▶ **Source excerpt**:
The question is not one of mere scientific curiosity; it goes
to the core of Mankind's existence, its origin, and its destiny.
It involves the Earth's future as a viable planet because it
concerns events in Earth's past; it deals with where we are
going because it reveals where we have come from. And the
answers, as we shall see, lead to inevitable conclusions that
some consider too incredible to accept and others too awesome
to face.
1
1
The Host of Heaven
In the beginning
God created the Heaven and the Earth.
The very concept of a beginning of all things is basic to modern
astronomy and astrophysics. The statement that there was a
void and chaos before there was order conforms to the very
latest theories that chaos, not permanent stability, rules the
universe. And then there is the statement about the bolt of light
that began the process of creation.

▶ **Record set**:
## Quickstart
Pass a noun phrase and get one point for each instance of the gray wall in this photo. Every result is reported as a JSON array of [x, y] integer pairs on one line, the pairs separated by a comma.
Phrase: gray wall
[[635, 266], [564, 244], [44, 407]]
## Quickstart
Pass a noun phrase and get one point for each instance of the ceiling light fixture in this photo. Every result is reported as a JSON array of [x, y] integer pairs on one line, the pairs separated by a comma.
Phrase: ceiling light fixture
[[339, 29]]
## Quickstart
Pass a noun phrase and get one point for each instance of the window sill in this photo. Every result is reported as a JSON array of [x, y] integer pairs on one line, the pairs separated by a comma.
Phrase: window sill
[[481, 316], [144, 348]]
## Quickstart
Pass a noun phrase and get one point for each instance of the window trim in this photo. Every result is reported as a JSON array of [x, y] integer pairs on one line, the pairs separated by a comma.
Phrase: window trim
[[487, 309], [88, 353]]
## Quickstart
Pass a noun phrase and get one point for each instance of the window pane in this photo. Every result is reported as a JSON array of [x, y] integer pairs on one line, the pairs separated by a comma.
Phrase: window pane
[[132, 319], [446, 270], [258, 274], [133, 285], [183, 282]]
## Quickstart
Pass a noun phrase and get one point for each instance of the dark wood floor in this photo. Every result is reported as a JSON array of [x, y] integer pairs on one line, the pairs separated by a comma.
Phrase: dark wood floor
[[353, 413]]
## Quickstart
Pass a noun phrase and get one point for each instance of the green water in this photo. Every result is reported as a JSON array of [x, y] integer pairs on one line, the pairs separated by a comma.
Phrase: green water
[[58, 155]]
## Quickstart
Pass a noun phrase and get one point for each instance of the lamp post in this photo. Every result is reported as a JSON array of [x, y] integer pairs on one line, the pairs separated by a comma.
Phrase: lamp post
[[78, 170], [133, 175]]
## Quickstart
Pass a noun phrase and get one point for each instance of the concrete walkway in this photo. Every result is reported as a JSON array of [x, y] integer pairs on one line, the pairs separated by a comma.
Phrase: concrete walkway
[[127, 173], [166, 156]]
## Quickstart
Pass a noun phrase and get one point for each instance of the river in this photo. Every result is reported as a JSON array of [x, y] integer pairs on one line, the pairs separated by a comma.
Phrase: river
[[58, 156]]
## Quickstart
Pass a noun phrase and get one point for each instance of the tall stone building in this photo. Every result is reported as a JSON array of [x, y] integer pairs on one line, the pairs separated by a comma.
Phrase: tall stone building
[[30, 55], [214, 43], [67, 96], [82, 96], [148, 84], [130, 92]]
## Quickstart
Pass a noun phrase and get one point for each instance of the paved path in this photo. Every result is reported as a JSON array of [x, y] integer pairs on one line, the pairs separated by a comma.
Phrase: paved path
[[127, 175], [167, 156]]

==

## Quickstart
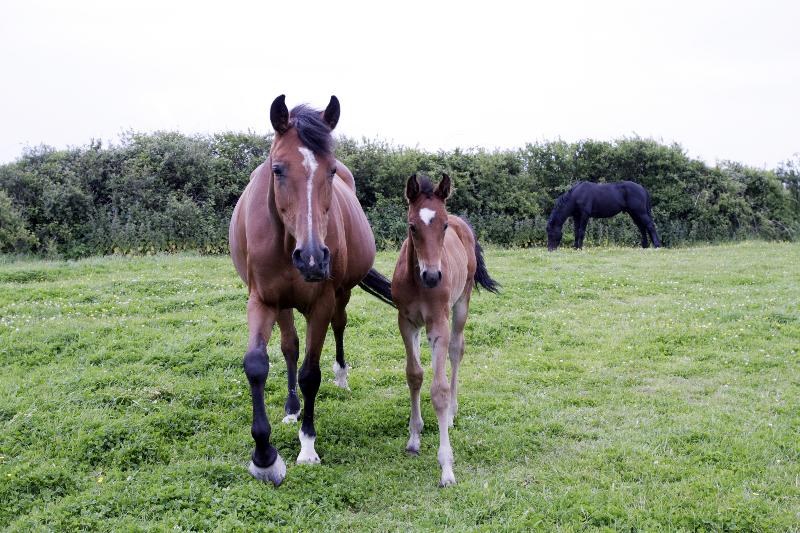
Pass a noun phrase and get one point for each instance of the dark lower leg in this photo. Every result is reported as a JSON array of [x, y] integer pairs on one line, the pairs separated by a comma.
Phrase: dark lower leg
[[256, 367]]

▶ **Set tasks**:
- 1) In the excerpt on creation, what do the very latest theories hold rules the universe?
- 2) Resume the excerpt on creation, picking up right after its final sentence.
The items are not needed to complete this work.

▶ **Answers to the exercises**:
- 1) Chaos, not permanent stability, rules the universe.

- 2)
Was this a reference to the Big Bang, the theory according
to which the universe was created from a primordial explosion,
a burst of energy in the form of light, that sent the matter from
which stars and planets and rocks and human beings are formed
flying in all directions and creating the wonders we see in the
heavens and on Earth? Some scientists, inspired by the insights
of our most inspiring source, have thought so. But then, how
did ancient Man know the Big Bang theory so long ago? Or
was this biblical tale the description of matters closer to home,
of how our own little planet Earth and the heavenly zone called
the Firmament, or "hammered-out bracelet," were formed?
Indeed, how did ancient Man come to have a cosmogony at
all? How much did he really know, and how did he know it?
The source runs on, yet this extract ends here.